* **Material for this exercise**

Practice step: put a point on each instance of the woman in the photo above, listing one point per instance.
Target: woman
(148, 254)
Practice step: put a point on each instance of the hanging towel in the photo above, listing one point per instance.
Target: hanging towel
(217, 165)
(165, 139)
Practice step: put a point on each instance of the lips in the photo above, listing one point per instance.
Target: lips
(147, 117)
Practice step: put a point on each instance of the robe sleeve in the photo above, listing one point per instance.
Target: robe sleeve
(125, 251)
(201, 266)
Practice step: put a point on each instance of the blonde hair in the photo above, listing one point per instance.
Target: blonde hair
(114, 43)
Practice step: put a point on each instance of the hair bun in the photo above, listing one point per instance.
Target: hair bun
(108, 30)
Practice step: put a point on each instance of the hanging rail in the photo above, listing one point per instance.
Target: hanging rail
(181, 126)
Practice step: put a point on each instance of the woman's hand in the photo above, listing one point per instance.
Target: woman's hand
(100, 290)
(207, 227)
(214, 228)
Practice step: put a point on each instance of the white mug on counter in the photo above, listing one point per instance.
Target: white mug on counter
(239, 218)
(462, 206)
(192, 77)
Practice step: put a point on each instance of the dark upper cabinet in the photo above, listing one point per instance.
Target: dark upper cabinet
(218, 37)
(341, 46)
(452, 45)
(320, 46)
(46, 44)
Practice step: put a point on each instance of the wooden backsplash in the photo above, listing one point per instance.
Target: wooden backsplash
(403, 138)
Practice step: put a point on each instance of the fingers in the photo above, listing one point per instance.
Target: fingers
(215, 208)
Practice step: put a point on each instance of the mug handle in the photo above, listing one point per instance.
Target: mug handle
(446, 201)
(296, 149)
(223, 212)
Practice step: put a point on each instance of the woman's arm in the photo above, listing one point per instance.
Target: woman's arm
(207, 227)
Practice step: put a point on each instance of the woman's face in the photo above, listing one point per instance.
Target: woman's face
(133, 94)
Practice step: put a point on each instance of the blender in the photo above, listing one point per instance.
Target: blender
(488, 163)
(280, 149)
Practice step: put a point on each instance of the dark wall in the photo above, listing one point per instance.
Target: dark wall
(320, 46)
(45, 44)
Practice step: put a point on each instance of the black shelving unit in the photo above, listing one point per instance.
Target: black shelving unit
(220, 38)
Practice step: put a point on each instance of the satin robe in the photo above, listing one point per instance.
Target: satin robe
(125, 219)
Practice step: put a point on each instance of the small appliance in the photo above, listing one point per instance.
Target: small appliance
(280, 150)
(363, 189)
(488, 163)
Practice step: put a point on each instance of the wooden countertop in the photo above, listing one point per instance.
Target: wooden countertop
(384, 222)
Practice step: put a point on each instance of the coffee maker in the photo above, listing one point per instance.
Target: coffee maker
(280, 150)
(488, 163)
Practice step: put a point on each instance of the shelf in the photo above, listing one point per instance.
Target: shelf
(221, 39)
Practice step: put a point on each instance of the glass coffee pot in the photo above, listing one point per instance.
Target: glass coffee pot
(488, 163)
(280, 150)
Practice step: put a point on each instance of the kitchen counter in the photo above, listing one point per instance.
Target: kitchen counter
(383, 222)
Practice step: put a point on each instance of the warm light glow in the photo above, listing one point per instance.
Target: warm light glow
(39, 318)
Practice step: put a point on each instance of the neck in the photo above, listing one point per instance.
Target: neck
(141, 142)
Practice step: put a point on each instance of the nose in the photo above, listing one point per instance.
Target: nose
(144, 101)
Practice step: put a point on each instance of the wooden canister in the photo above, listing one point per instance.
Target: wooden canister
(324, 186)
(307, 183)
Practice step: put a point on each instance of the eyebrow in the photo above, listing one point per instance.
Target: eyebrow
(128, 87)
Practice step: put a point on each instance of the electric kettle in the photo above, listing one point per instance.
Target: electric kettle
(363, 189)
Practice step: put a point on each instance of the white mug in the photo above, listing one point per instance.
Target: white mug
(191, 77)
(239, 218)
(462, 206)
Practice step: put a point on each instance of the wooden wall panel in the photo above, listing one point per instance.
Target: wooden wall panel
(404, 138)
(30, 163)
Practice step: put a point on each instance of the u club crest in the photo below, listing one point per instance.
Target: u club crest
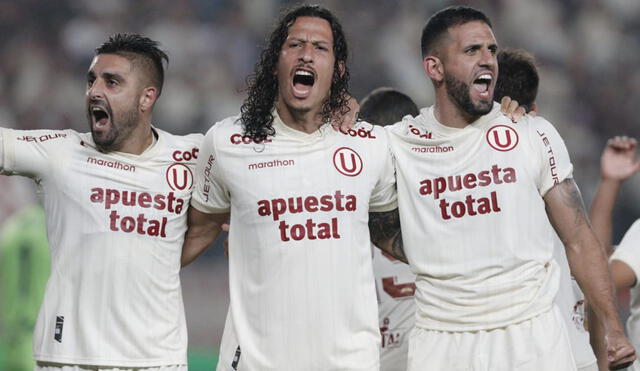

* **Task prompt**
Look above for the line holding "Practice step: put a point on each instance of the small" and the line holding "Practice step: put a point on each instance of the kitchen", then output exactly those two lines and every line between them, nothing more.

* **Written reply**
Practice step: put a point on each instance of the small appliance in the photo above, listing one point per instance.
Target: small appliance
(280, 150)
(363, 189)
(488, 163)
Practice step: put a point on each instance of the wooden countertop in the photo above, listing one point per instance.
Target: wooden countertop
(384, 222)
Practice step: put a point on each instance of the coffee maker in the photo above, listing one point per instance.
Target: coffee maker
(280, 150)
(488, 163)
Practice step: put a point on each instance of the shelf in the photo above, listing one point per instance.
Target: shelf
(221, 39)
Practice step: put a point on each instance of the glass coffee pot in the photo above, listing one point per instance.
Target: glass coffee pot
(488, 163)
(280, 150)
Practice step: put a point on each instance of the kitchen counter in the photo above, listing one point per instance.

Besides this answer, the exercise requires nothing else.